Tuttavia non vi è ancora, in tutti gli operatori che si occupano di questa materia dal lato repressivo a) una vera e approfondita consapevolezza della gravità e entità del fenomeno; b) non c’è una preparazione professionale adeguata a cogliere quelli che si chiamano gli “indicatori di tratta”, quegli elementi di fatto cioè da cui potersi presumere che dietro reati meno gravi (sfruttamento della prostituzione, favoreggiamento della clandestinità) si celi in realtà il più grave delitto della tratta di esseri umani; c) non si è ancora formata una giurisprudenza soprattutto di merito, ma anche di legittimità, sufficientemente precisa in relazione agli articoli 600 e 601 c.p. .
2) Nella dimensione internazionale va rilevata una discrasia tra i contenuti degli atti degli organismi internazionali (convenzioni, risoluzioni, direttive dell’Unione europea) e la concreta attuazione di essi da parte dei Paesi membri.
Gli atti internazionali sono numerosi e sempre più specifici nell’indicare le norme che gli Stati debbono introdurre nella loro legislazione per efficacemente contrastare il fenomeno.
A fronte di questa legislazione internazionale, è ancora carente l’implementazione delle legislazioni nazionali. Molti Paesi (specialmente quelli di provenienza e di transito, quindi i più interessati al fenomeno) non hanno ancora norme adeguate o comunque strutture idonee a contrastare i trafficanti e a dar seguito alla collaborazione giudiziaria internazionale.
Le discussioni in ambito Nazioni unite e Ocse rimangono quindi sterili, in presenza di una volontà politica di molti Paesi che evidentemente persegue altri interessi.
La tratta è un fenomeno mutevole.
1) È mutevole nelle rotte e nel rapporto trafficante – vittima.
La diversificazione delle rotte è sotto gli occhi di tutti, e spesso è in relazione con la maggiore o minore attività di contrasto.
Basti pensare che è ormai chiusa la rotta che dall’Albania, attraverso il canale di Otranto, faceva giungere i clandestini in Puglia, mentre si è intensificata quella più a Nord, attraverso altri Paesi balcanici dai quali i clandestini entrano in Italia attraverso i valichi del Nord-est.

● ● ● ● ●

Elenco dei compiti >>
1. Nel testo sulla tratta, quali tipi di atti degli organismi internazionali vengono indicati tra parentesi? Elencali tutti.
2. Riporta senza modifiche il passo del testo sulla tratta da "1) È mutevole" a "valichi del Nord-est.".
3. Prosegui il testo sulla tratta scrivendo le frasi che seguono l’ultima riportata.

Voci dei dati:
● ● ● ● ●

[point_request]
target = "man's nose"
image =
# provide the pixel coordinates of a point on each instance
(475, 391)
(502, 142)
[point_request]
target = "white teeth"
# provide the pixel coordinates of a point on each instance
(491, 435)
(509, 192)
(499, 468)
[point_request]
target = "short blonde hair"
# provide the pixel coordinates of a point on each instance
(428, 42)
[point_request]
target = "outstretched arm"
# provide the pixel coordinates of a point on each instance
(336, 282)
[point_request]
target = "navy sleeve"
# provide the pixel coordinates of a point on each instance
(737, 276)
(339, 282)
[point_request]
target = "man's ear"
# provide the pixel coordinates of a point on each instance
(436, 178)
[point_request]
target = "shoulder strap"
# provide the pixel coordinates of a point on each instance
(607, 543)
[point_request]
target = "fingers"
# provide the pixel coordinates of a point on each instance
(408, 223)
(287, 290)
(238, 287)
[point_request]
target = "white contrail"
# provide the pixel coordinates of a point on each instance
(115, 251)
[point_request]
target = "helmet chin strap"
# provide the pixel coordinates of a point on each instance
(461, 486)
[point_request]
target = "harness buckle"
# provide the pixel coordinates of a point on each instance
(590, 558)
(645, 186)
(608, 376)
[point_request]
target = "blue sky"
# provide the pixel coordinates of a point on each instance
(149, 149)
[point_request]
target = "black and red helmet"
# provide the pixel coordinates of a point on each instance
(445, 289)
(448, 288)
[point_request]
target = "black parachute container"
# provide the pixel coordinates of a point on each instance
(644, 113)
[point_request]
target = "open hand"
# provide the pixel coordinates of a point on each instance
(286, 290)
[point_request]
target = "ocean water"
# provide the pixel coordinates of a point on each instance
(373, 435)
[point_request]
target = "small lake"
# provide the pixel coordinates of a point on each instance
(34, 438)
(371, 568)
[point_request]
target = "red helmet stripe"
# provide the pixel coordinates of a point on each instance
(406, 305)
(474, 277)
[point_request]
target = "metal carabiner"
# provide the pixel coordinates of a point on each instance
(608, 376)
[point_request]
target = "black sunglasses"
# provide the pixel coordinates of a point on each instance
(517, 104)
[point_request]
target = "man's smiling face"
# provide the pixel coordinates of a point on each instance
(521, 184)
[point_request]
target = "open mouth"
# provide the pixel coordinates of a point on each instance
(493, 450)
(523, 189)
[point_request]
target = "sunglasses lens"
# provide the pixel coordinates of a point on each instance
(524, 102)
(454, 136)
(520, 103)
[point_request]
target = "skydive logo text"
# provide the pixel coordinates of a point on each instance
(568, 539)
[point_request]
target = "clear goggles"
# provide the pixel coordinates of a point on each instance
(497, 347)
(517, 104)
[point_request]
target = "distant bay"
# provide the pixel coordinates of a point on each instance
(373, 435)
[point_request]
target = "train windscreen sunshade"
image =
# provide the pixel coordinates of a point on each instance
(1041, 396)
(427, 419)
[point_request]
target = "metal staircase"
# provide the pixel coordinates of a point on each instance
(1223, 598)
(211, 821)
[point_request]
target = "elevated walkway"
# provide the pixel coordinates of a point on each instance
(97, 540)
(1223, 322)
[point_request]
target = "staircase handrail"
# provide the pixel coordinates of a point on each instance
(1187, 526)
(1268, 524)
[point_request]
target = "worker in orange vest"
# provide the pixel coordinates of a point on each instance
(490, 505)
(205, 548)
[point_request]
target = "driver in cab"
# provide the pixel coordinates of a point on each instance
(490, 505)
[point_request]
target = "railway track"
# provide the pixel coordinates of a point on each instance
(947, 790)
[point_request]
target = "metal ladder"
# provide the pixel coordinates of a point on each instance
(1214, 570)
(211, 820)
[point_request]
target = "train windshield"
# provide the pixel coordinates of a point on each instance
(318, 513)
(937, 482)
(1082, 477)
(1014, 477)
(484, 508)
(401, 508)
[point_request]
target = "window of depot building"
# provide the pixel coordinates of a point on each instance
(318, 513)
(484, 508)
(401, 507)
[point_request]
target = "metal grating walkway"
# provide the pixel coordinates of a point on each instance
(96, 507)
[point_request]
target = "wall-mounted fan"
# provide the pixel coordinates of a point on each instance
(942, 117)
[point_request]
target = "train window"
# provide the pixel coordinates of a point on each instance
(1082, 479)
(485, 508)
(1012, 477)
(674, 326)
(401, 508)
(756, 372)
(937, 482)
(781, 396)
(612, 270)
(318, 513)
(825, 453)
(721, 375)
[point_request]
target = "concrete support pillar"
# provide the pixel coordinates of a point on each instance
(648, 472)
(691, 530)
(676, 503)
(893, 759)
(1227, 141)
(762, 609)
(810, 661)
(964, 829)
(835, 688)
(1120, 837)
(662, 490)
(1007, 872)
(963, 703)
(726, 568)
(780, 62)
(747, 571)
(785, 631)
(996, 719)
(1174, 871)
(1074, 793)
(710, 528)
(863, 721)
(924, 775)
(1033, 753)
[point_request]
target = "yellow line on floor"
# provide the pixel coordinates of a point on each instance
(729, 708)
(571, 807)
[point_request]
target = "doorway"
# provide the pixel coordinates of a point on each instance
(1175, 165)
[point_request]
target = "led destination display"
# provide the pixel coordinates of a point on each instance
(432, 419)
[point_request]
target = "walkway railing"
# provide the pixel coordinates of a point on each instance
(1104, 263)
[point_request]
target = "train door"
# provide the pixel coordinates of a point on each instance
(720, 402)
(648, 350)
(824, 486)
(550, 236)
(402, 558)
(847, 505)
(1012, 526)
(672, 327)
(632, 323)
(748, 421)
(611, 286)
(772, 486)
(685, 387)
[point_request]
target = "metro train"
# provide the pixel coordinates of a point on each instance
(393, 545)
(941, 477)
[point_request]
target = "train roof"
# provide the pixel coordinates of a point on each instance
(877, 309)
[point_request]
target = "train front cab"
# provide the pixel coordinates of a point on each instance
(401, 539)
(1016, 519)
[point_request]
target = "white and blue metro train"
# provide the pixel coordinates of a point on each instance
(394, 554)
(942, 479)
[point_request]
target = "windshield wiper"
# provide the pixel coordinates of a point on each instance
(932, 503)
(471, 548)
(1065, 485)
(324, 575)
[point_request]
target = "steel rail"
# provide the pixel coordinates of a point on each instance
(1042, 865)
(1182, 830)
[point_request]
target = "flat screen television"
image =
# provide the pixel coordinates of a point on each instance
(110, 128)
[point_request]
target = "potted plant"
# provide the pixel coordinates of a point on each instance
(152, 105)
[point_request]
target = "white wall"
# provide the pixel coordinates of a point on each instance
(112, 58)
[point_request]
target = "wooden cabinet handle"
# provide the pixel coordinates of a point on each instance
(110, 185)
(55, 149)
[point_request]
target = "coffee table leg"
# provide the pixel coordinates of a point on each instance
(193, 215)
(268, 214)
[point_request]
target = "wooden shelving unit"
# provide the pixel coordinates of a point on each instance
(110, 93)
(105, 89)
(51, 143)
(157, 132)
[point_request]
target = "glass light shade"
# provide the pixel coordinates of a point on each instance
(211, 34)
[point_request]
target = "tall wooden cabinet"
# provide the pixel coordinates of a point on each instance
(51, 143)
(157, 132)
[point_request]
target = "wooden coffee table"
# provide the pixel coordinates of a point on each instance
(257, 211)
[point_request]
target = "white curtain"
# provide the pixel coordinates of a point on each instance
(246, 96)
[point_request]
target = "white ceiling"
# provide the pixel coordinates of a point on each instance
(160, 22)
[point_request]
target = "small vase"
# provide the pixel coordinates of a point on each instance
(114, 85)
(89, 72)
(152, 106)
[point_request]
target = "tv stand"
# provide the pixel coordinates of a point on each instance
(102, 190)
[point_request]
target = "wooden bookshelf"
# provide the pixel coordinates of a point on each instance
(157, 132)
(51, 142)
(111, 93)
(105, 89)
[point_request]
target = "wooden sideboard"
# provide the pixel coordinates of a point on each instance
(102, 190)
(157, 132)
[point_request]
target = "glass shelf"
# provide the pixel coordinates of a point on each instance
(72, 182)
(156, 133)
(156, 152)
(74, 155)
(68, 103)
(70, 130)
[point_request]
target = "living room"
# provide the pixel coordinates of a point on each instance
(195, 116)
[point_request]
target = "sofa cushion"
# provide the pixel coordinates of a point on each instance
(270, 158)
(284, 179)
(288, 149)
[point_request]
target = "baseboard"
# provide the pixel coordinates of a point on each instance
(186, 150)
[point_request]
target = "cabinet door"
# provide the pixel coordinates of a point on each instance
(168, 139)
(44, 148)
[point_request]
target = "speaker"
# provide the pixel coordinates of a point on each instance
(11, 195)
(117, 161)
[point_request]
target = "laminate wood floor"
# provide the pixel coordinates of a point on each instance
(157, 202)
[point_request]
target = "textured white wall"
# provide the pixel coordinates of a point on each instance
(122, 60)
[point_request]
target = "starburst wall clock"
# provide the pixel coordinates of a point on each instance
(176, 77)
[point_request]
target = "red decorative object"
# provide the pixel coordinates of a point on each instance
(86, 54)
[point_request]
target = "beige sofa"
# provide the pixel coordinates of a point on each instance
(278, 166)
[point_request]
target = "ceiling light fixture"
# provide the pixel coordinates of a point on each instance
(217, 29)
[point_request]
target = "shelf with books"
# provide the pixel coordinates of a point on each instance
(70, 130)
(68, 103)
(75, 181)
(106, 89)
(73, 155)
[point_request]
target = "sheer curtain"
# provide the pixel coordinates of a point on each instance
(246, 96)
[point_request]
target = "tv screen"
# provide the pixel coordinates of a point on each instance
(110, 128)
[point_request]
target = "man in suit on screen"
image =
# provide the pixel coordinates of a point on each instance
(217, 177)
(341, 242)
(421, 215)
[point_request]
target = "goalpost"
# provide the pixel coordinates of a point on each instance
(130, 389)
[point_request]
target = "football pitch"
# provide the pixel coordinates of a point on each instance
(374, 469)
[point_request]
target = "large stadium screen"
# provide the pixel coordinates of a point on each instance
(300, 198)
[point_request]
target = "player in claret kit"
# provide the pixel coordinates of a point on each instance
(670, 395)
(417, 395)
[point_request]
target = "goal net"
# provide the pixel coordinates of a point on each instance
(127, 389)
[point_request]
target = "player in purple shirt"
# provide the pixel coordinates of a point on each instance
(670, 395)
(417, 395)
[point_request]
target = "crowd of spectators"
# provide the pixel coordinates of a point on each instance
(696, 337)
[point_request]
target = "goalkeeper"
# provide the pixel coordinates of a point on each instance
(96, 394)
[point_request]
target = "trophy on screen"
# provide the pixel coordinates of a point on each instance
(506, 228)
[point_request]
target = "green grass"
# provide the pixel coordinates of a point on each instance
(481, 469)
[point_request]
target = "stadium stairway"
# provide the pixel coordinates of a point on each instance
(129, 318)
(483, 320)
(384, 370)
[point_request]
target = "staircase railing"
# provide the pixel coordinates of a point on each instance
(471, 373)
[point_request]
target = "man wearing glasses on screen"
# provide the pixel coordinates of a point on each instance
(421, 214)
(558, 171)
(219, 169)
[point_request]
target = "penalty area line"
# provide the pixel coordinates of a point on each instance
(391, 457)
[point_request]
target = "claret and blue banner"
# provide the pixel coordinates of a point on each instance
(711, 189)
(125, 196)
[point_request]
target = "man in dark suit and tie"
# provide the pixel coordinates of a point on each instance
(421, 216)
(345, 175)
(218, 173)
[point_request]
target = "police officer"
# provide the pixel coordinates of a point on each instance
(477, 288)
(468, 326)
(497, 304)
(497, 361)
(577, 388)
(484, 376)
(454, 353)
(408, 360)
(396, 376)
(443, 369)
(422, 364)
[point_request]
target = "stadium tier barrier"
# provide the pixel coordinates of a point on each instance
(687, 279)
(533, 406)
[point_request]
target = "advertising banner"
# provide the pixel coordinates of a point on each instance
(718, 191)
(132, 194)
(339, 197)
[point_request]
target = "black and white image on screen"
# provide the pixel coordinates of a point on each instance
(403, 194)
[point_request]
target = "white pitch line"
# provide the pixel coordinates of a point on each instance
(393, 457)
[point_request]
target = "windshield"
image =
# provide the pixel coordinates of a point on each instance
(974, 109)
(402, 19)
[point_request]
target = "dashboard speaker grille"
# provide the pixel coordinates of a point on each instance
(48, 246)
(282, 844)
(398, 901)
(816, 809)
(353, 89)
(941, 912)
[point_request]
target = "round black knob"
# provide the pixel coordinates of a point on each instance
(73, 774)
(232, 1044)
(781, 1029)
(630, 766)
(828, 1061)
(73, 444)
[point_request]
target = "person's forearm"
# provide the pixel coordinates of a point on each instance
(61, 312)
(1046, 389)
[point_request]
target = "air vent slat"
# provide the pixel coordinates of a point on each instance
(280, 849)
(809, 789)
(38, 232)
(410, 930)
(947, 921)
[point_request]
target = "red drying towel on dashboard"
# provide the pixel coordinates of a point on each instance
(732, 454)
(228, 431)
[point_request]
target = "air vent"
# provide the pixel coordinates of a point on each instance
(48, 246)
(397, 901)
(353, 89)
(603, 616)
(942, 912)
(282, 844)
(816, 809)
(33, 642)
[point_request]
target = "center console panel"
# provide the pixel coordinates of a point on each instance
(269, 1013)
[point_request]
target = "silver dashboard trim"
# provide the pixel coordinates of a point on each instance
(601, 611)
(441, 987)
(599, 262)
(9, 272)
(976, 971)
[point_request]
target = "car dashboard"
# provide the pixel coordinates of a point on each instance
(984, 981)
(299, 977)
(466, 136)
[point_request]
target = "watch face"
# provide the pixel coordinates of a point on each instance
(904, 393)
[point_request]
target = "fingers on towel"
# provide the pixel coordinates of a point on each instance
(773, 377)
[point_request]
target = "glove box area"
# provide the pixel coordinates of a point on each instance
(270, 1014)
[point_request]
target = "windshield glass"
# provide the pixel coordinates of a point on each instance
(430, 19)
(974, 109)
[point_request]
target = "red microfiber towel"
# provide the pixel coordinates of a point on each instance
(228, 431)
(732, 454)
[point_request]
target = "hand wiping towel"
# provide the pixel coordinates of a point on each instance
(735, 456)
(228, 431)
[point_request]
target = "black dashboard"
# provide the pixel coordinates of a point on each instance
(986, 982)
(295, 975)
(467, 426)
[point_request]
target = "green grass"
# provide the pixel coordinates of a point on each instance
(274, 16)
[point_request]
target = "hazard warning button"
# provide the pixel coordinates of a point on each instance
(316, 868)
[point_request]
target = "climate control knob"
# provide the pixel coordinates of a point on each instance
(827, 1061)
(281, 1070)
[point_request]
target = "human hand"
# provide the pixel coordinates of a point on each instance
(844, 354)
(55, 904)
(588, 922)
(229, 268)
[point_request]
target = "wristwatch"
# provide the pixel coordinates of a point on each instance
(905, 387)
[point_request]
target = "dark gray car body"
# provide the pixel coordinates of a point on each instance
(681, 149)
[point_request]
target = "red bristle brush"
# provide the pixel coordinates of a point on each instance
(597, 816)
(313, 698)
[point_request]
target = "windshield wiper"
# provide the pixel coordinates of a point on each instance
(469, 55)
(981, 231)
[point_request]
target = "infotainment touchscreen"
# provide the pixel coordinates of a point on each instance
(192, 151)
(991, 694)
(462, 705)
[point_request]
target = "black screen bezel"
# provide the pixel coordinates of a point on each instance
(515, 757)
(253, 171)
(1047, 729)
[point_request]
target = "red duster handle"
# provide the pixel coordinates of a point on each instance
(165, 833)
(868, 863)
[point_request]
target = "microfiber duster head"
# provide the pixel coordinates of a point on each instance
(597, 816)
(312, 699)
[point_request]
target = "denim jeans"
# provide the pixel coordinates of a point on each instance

● ● ● ● ●

Soluzioni >>
1. convenzioni, risoluzioni, direttive dell’Unione europea

2.
1) È mutevole nelle rotte e nel rapporto trafficante – vittima.
La diversificazione delle rotte è sotto gli occhi di tutti, e spesso è in relazione con la maggiore o minore attività di contrasto.
Basti pensare che è ormai chiusa la rotta che dall’Albania, attraverso il canale di Otranto, faceva giungere i clandestini in Puglia, mentre si è intensificata quella più a Nord, attraverso altri Paesi balcanici dai quali i clandestini entrano in Italia attraverso i valichi del Nord-est.

3.
Le rotte oggi maggiormente attive nei fenomeni di traffiking e smuggling sono quelle che prevedono il passaggio dal Medio oriente (Libano-Turchia) verso la Grecia e da qui verso l’Italia e altri Paesi Europei, e l’altra che, partendo dai Paesi subsahariani e particolarmente dalla Nigeria, porta le vittime in Europa e in Italia, sia passando per il deserto del Niger e la Libia, sia per via aerea direttamente nei Paesi di destinazione.
2) La tratta è infine mutevole nel rapporto trafficante – vittima.
Nella prima applicazione delle norme sulla cosiddetta “nuova schiavitù” le indagini hanno evidenziato un controllo totale e assoluto del trafficante sulla vittima, con l’assorbimento assoluto di ogni forma di volontà e autonomia di quest’ultima con la perpetrazione sulla vittima di violenze fisiche e morali ormai quasi dimenticate in Paesi civili.
Ma proprio questi atteggiamenti così violenti potevano facilmente dimostrare la responsabilità degli imputati ai quali quei reati venivano contestati; negli anni le violenze così palesi sono diminuite e il controllo della vittima è più flessibile anche se non meno effettivo, si è lasciata ad essa una certa libertà di movimento, si è tenuto cioè un comportamento che rendesse difficile dimostrare l’elemento oggettivo dei reati di cui agli articoli 600 e 601 del codice penale.
In alcuni casi, addirittura, la vittima giunge ad affermare che, seppure si è trovata nella situazione prevista da quelle norme, tuttavia essa ha ricevuto comunque un beneficio economico per sé o la sua famiglia.
È evidente come siffatti atteggiamenti finiscono per essere di sostanziale aiuto ai trafficanti e spesso sono alla base di ingiustificate assoluzioni da parte di tribunali, nonostante sia la legislazione nazionale che quella internazionale ribadiscano che non è discriminante il consenso della vittima (si veda anche l’articolo 2 delle Direttiva 2011 della Ue).